Only the lines from the start of the entries through the line with "rusty metal spool and record integer pixel coordinates." are wanted; please output them exactly.
[Listed records Boundary: Start]
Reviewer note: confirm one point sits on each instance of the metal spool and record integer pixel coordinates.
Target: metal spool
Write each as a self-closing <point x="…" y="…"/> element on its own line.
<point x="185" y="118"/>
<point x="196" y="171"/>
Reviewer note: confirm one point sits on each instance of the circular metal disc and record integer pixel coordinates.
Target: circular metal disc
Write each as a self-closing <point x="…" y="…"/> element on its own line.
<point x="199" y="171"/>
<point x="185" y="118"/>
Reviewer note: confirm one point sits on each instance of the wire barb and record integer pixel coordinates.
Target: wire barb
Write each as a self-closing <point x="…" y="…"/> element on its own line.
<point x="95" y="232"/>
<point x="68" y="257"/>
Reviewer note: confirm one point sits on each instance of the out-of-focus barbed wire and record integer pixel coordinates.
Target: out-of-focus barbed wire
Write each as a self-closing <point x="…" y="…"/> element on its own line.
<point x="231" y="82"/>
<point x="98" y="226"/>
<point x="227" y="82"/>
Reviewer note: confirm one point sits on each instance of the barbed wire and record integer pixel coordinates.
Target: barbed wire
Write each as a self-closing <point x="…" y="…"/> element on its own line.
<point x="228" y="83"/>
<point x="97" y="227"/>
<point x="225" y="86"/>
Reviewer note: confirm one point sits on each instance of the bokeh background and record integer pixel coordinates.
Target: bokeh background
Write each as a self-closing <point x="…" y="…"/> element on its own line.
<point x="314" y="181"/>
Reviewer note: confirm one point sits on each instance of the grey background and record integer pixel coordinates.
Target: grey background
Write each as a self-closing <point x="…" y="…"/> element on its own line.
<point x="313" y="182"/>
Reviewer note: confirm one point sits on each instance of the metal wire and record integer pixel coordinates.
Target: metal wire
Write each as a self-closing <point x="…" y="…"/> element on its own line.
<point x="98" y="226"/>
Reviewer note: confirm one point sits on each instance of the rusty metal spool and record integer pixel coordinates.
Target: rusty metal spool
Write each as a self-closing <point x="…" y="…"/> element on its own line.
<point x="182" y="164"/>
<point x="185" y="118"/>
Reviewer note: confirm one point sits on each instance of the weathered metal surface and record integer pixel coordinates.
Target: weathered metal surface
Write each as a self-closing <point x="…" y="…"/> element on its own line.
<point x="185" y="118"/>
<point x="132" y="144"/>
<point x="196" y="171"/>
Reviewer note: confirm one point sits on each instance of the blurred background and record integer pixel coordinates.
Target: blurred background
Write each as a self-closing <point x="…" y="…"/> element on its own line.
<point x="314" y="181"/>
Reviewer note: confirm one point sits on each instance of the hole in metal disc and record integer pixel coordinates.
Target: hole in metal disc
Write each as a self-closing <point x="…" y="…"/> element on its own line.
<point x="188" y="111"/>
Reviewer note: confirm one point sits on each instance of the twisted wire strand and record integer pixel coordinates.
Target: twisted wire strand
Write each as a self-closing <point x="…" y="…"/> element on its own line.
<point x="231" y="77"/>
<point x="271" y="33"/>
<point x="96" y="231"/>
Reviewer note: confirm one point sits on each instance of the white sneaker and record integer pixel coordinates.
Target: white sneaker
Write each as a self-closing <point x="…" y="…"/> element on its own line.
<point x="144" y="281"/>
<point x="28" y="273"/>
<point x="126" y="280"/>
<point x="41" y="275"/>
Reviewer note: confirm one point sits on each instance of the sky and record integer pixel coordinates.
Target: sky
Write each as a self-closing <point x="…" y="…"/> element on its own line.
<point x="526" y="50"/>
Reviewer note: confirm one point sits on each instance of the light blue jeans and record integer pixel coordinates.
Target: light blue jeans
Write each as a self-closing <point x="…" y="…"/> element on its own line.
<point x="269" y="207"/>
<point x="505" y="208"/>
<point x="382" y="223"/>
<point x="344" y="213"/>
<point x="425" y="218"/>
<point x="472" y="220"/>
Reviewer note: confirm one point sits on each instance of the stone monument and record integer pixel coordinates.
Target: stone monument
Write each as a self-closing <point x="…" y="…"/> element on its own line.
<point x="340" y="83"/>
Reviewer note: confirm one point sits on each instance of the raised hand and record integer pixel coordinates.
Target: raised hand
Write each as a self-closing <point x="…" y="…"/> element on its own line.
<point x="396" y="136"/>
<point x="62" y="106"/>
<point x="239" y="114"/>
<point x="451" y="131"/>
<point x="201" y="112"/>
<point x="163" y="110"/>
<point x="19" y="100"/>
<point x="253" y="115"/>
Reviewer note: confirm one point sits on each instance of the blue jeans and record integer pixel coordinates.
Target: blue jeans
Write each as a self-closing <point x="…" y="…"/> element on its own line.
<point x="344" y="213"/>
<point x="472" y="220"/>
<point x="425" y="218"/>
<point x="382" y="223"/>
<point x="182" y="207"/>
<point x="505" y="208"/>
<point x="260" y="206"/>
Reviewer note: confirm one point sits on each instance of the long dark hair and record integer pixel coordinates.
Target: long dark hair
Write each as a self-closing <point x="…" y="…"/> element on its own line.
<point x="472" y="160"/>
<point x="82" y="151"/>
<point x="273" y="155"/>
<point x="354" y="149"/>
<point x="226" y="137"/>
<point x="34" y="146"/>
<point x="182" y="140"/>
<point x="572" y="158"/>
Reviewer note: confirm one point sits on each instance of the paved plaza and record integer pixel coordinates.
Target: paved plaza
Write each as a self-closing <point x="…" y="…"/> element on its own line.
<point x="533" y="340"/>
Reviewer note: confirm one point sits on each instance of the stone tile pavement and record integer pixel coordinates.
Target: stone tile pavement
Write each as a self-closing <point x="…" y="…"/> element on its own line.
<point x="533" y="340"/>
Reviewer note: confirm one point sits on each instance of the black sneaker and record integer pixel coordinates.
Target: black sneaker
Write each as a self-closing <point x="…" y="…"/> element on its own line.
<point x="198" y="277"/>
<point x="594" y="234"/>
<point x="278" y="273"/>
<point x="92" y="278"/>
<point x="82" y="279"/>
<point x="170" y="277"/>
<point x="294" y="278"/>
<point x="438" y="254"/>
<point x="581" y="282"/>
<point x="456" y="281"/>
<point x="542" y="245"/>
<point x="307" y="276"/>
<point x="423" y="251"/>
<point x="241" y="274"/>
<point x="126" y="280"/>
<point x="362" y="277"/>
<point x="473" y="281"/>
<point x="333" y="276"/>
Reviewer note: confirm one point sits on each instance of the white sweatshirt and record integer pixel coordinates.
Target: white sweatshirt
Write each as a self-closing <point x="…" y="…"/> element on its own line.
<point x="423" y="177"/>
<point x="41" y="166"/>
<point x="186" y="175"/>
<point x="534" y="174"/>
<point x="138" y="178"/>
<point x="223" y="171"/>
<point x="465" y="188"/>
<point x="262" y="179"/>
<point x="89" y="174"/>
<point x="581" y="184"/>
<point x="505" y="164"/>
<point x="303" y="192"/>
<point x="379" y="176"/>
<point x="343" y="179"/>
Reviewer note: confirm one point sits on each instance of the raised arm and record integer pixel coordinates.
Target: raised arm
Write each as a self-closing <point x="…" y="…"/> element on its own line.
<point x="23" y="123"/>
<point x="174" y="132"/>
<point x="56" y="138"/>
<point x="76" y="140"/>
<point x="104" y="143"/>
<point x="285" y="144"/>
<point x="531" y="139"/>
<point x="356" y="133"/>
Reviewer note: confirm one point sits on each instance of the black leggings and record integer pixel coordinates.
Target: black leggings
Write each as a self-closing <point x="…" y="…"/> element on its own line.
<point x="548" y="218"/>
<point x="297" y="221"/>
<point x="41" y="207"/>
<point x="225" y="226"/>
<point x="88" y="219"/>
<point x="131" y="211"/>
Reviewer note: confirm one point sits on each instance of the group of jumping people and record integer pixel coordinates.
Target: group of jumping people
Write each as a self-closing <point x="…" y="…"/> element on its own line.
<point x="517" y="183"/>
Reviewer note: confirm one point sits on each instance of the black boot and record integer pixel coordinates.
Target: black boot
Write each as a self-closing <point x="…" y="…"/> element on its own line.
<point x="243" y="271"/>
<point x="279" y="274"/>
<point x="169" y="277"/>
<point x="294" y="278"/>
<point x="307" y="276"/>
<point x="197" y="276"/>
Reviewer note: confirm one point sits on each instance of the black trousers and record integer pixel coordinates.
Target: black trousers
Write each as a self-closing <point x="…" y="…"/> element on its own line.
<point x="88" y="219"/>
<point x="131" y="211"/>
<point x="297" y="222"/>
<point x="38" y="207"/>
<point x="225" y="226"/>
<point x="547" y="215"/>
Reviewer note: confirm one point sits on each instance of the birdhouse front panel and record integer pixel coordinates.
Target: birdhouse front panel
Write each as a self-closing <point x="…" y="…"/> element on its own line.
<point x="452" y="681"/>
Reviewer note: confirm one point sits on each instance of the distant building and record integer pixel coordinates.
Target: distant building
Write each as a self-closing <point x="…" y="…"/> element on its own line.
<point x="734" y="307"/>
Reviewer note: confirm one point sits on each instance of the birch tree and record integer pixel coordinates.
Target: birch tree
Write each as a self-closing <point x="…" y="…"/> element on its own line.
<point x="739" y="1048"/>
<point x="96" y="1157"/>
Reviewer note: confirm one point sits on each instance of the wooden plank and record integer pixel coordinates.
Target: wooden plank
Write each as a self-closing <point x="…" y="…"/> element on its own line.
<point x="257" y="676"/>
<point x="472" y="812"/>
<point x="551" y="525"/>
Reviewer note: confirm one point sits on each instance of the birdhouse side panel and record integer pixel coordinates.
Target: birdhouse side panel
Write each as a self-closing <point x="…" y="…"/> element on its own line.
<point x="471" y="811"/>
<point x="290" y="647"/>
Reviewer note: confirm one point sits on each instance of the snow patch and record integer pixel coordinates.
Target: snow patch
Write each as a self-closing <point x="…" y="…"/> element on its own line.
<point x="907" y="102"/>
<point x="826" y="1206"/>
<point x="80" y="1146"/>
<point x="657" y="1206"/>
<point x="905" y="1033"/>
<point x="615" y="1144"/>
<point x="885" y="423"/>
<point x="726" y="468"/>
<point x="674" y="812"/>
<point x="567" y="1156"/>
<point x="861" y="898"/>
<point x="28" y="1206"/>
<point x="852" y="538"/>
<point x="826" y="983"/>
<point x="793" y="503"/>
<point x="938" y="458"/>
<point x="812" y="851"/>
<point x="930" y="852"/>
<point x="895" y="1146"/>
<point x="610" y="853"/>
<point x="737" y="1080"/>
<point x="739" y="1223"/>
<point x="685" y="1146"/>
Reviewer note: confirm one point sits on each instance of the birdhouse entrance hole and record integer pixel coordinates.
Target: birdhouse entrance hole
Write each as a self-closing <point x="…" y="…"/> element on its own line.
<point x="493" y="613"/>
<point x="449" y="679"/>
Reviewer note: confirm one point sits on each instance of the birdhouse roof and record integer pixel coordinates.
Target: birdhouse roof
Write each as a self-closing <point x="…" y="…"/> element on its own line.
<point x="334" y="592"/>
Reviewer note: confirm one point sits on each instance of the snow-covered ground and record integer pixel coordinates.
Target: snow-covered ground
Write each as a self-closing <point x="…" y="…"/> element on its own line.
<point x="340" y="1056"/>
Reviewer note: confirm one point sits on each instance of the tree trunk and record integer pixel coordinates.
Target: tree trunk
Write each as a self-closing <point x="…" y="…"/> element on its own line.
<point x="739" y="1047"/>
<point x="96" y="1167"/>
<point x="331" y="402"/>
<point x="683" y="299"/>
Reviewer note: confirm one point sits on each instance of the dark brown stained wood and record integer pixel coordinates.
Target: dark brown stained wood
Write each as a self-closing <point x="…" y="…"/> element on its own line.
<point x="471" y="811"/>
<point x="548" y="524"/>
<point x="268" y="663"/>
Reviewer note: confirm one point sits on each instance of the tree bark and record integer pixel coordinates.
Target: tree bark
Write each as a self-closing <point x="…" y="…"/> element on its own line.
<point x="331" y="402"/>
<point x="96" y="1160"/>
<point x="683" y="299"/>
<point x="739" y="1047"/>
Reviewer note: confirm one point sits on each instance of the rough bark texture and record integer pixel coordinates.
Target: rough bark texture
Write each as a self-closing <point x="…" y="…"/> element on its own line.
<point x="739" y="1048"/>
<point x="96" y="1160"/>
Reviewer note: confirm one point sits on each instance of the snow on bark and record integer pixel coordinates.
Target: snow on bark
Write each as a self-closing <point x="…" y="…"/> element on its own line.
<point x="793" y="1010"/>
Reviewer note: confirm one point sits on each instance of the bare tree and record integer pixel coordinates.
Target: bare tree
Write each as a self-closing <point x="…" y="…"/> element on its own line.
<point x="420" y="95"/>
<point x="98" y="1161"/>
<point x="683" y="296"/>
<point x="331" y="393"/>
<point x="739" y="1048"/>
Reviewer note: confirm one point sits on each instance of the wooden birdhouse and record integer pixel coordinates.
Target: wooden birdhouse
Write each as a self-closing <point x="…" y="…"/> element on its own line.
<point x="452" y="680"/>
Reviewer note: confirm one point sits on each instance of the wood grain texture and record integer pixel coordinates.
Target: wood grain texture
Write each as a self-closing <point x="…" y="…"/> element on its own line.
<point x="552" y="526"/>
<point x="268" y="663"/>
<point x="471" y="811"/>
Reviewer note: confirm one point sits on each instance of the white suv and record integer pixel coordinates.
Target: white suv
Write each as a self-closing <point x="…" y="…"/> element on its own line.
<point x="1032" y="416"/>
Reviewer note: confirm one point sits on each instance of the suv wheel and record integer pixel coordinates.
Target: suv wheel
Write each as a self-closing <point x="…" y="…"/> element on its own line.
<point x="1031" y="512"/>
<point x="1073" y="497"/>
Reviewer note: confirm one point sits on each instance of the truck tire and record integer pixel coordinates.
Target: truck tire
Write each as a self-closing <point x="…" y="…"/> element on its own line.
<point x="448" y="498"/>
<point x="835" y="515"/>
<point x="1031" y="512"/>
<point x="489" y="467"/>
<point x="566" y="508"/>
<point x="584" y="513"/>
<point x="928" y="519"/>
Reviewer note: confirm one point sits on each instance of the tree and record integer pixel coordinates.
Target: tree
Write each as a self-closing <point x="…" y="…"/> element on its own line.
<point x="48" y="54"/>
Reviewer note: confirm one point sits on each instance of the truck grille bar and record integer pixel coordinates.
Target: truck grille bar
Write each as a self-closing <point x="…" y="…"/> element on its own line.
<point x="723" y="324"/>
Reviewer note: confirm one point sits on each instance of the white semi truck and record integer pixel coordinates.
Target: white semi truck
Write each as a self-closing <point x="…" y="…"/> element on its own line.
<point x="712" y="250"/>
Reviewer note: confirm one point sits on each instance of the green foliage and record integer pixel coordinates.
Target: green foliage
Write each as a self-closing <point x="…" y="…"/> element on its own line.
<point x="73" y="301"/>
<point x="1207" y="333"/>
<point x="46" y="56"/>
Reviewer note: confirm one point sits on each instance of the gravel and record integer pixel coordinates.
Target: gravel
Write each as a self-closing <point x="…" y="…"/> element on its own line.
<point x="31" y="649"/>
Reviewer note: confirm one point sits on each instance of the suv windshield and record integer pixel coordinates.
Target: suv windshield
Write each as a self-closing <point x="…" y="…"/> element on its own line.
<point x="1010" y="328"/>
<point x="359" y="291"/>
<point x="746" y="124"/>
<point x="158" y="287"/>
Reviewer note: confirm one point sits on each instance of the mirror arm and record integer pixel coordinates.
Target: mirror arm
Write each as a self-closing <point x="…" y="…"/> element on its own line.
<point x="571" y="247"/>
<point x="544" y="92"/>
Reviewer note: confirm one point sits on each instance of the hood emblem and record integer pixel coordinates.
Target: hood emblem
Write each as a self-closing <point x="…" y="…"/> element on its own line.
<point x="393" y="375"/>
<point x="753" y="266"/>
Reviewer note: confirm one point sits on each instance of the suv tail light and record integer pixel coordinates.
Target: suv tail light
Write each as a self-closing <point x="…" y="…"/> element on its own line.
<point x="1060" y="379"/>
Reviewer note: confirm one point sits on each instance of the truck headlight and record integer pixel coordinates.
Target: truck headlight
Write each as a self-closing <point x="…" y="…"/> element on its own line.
[Listed records Boundary: End]
■ Answer to this task ■
Reviewer note: confirm one point sits on each instance of the metal spool and record integer pixel coordinates.
Target: metal spool
Write each as a self-closing <point x="…" y="…"/> element on its own line.
<point x="185" y="118"/>
<point x="196" y="171"/>
Reviewer note: confirm one point sits on each instance of the circular metal disc and record integer pixel coordinates.
Target: circular metal disc
Write each as a self-closing <point x="…" y="…"/> element on its own line.
<point x="199" y="171"/>
<point x="185" y="118"/>
Reviewer note: confirm one point sits on each instance of the wire barb and record integer pixel coordinates.
Target: wire barb
Write each as a self-closing <point x="…" y="…"/> element on its own line.
<point x="95" y="232"/>
<point x="68" y="257"/>
Reviewer note: confirm one point sits on each instance of the out-of-focus barbed wire and record integer pixel coordinates.
Target: out-of-focus barbed wire
Write each as a self-closing <point x="…" y="…"/> element on its own line.
<point x="231" y="82"/>
<point x="98" y="226"/>
<point x="227" y="82"/>
Reviewer note: confirm one point sits on each instance of the barbed wire and record integer pixel coordinates.
Target: barbed wire
Write each as a self-closing <point x="…" y="…"/> element on its own line.
<point x="228" y="83"/>
<point x="97" y="227"/>
<point x="225" y="86"/>
Reviewer note: confirm one point sits on each instance of the bokeh background and record integer pixel coordinates.
Target: bokeh background
Write each as a self-closing <point x="…" y="…"/> element on its own line.
<point x="314" y="181"/>
Reviewer note: confirm one point sits on each instance of the grey background and record integer pixel coordinates.
Target: grey background
Write each as a self-closing <point x="…" y="…"/> element on its own line.
<point x="313" y="182"/>
Reviewer note: confirm one point sits on each instance of the metal wire and record integer pixel coordinates.
Target: metal wire
Write each as a self-closing <point x="…" y="…"/> element on its own line.
<point x="98" y="226"/>
Reviewer note: confirm one point sits on each instance of the rusty metal spool and record integer pixel coordinates.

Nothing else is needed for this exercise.